== Segment start ==

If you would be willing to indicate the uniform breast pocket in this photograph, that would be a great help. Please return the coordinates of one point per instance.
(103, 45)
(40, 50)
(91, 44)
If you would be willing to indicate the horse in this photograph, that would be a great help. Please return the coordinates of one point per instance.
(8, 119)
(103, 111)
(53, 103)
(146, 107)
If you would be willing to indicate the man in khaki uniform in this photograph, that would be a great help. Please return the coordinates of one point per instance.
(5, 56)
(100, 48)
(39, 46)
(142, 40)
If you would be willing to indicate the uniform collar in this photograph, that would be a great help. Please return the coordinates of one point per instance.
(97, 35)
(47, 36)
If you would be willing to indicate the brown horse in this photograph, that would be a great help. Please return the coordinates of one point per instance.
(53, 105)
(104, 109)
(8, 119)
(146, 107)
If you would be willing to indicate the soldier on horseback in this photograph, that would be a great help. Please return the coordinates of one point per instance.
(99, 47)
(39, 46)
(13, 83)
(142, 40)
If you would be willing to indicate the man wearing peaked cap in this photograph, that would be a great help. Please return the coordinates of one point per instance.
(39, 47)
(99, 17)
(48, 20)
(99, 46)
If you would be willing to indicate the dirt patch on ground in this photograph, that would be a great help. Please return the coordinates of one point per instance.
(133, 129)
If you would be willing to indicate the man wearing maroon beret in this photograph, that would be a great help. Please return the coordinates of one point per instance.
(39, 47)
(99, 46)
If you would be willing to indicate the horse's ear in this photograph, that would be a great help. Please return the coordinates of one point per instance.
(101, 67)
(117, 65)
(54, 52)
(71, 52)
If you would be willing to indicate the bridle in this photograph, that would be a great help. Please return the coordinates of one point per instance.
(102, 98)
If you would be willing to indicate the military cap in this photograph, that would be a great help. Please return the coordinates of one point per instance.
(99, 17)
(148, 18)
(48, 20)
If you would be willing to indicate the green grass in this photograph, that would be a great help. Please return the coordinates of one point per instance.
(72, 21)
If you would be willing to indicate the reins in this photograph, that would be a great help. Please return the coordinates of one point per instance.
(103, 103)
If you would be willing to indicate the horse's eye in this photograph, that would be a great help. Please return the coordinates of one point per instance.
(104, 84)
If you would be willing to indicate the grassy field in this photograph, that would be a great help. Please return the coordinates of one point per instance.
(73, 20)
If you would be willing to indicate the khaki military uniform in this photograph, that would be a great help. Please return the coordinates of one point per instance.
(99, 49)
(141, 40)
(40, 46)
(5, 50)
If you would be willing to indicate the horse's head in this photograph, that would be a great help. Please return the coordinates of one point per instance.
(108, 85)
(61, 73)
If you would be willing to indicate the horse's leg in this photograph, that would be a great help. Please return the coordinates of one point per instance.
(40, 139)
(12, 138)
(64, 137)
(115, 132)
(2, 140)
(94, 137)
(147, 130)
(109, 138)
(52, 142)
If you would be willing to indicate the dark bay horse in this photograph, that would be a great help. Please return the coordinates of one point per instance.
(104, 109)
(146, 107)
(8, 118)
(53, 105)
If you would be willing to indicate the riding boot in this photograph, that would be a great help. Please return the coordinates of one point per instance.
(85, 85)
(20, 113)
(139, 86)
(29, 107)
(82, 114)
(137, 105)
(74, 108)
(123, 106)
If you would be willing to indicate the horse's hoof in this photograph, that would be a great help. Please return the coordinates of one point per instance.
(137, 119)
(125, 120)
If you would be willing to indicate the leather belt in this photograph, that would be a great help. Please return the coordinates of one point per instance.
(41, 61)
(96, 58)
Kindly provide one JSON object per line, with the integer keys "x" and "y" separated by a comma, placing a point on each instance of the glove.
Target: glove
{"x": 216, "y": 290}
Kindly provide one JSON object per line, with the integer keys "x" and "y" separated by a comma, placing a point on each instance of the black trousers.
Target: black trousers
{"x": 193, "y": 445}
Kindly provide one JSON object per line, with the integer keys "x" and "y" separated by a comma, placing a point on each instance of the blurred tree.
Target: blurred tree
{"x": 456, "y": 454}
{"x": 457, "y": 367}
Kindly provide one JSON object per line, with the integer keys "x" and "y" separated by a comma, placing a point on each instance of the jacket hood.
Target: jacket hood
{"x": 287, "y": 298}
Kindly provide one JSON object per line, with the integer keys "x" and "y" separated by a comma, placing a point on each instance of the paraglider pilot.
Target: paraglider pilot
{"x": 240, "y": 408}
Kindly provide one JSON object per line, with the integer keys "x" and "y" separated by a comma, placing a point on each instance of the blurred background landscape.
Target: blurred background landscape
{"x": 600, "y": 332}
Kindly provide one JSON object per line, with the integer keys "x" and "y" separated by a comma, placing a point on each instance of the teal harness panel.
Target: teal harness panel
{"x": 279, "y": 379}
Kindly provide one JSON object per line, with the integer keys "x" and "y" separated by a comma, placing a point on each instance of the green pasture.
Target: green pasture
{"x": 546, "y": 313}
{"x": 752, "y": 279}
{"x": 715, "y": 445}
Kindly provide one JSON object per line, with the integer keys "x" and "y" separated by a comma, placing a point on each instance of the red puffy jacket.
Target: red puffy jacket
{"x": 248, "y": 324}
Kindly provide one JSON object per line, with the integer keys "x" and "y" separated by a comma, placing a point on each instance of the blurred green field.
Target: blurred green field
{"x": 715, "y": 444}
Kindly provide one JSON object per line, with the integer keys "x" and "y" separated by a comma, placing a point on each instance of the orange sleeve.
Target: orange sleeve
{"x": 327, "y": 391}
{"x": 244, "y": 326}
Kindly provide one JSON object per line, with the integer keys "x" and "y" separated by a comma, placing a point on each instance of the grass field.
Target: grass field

== Segment end ==

Write each line of the data above out again without altering a word.

Written answer
If you would be willing to indicate the uniform breast pocket in this photograph, that would be a great help. Please return the coordinates of one point per instance.
(103, 45)
(40, 50)
(91, 44)
If you would be willing to indicate the horse in this photograph, that would be a great help. Please return the coordinates of one point per instance.
(8, 119)
(103, 111)
(53, 103)
(146, 107)
If you would be willing to indicate the man in khaki uniform in this photograph, that would be a great help. Please return the coordinates of one point per instance.
(5, 56)
(100, 48)
(39, 46)
(142, 40)
If you would be willing to indicate the uniform collar in this photograph, that would be a great help. Please return the coordinates of one point per instance.
(97, 35)
(47, 36)
If you would be willing to indicate the brown horse in this photograph, that would be a great help. Please return the coordinates of one point per instance.
(53, 105)
(104, 109)
(8, 119)
(146, 107)
If you would be willing to indicate the soldier on horseback in this photograph, that would be a great help. Please return the coordinates of one point per instance.
(99, 47)
(39, 46)
(13, 83)
(142, 40)
If you would be willing to indicate the man wearing peaked cap in this photograph, that would be a great help. Please return the coordinates of one point per instance.
(39, 47)
(99, 17)
(48, 20)
(99, 46)
If you would be willing to indicate the dirt patch on ground in this photograph, that would be a great help. Please return the coordinates of one point per instance.
(133, 129)
If you would be willing to indicate the man wearing maroon beret in this photograph, that would be a great help. Please return the coordinates of one point per instance.
(39, 47)
(99, 46)
If you would be willing to indicate the horse's ear in this photograph, that would be a great help. Please return the coordinates of one point per instance.
(101, 67)
(117, 65)
(54, 52)
(71, 52)
If you would be willing to indicate the bridle in this photograph, that would be a great help. Please return the coordinates of one point per instance.
(102, 98)
If you would be willing to indicate the military cap in this photograph, that would be a great help. Please return the coordinates of one point per instance.
(99, 17)
(148, 18)
(48, 20)
If you would be willing to indicate the green grass in this photograph, that would be a great help. Please return the coordinates of one point per instance.
(72, 21)
If you would be willing to indicate the reins in this photograph, that would be a great help. Please return the coordinates of one point per instance.
(103, 103)
If you would be willing to indicate the horse's eye in this photograph, that would be a great help. Please return the coordinates of one point per instance.
(104, 84)
If you would be willing to indicate the grassy field in this photograph, that would be a great help. Please return the coordinates of one point per instance.
(73, 20)
If you would be willing to indicate the khaki military uniform in this photograph, that would be a great help. Please return the coordinates of one point per instance.
(99, 49)
(141, 40)
(40, 46)
(5, 50)
If you would be willing to indicate the horse's head in this photograph, that would be a great help. Please return the coordinates of one point per instance.
(108, 85)
(61, 73)
If you would be willing to indicate the horse's leg in this photograph, that would be a great help. Please return the coordinates of one point per instance.
(40, 139)
(12, 138)
(64, 137)
(115, 132)
(2, 140)
(94, 137)
(147, 130)
(109, 138)
(52, 142)
If you would be willing to indicate the dark bay horse in this photograph, that would be a great help. Please return the coordinates of one point per instance.
(104, 109)
(146, 107)
(8, 118)
(53, 105)
If you would be willing to indicate the riding boot in this photograph, that would be a great help. Please return the coordinates of one point per instance.
(85, 85)
(20, 113)
(139, 86)
(29, 107)
(82, 114)
(137, 105)
(74, 108)
(123, 106)
If you would be willing to indicate the horse's hoof in this photograph, that would be a great help. Please return the coordinates of one point per instance.
(137, 119)
(125, 120)
If you would be willing to indicate the leather belt in this photograph, that would be a great help. Please return the coordinates of one point per instance.
(41, 61)
(96, 58)
Kindly provide one JSON object per line, with the integer keys "x" and "y" separated by a comma, placing a point on each instance of the glove.
Target: glove
{"x": 216, "y": 290}
Kindly provide one JSON object per line, with the integer keys "x" and "y" separated by a comma, placing a point on each instance of the black trousers.
Target: black trousers
{"x": 193, "y": 445}
Kindly provide one JSON object per line, with the integer keys "x" and "y" separated by a comma, placing a point on each instance of the blurred tree.
Target: blurred tree
{"x": 456, "y": 454}
{"x": 457, "y": 367}
Kindly provide one JSON object per line, with the integer keys "x" and "y" separated by a comma, placing a point on each instance of the jacket hood.
Target: jacket hood
{"x": 287, "y": 298}
Kindly provide one JSON object per line, with the integer keys "x" and "y" separated by a comma, placing a point on each instance of the paraglider pilot.
Target: paraglider pilot
{"x": 240, "y": 408}
Kindly provide one JSON object per line, with the integer keys "x" and "y" separated by a comma, placing a point on each instance of the blurred background landscape.
Target: blurred background landscape
{"x": 600, "y": 332}
Kindly provide one JSON object per line, with the integer keys "x" and "y" separated by a comma, placing a point on each instance of the teal harness panel.
Target: teal harness panel
{"x": 279, "y": 379}
Kindly provide one JSON object per line, with the integer keys "x" and "y" separated by a comma, placing a point on each instance of the green pasture.
Target: green pasture
{"x": 546, "y": 313}
{"x": 752, "y": 279}
{"x": 715, "y": 445}
Kindly provide one JSON object per line, with the integer keys "x" and "y" separated by a comma, placing a point on each instance of the red puffy jacket.
Target: red puffy jacket
{"x": 248, "y": 324}
Kindly provide one JSON object per line, with the integer keys "x" and "y" separated by a comma, placing a point on each instance of the blurred green field.
Target: blurred green field
{"x": 715, "y": 444}
Kindly provide one JSON object per line, with the integer keys "x" and "y" separated by a comma, placing a point on each instance of the orange sleeve.
Target: orange sleeve
{"x": 327, "y": 391}
{"x": 244, "y": 326}
Kindly provide one JSON object per line, with the integer keys "x" and "y" separated by a comma, placing a point on each instance of the grass field.
Target: grass field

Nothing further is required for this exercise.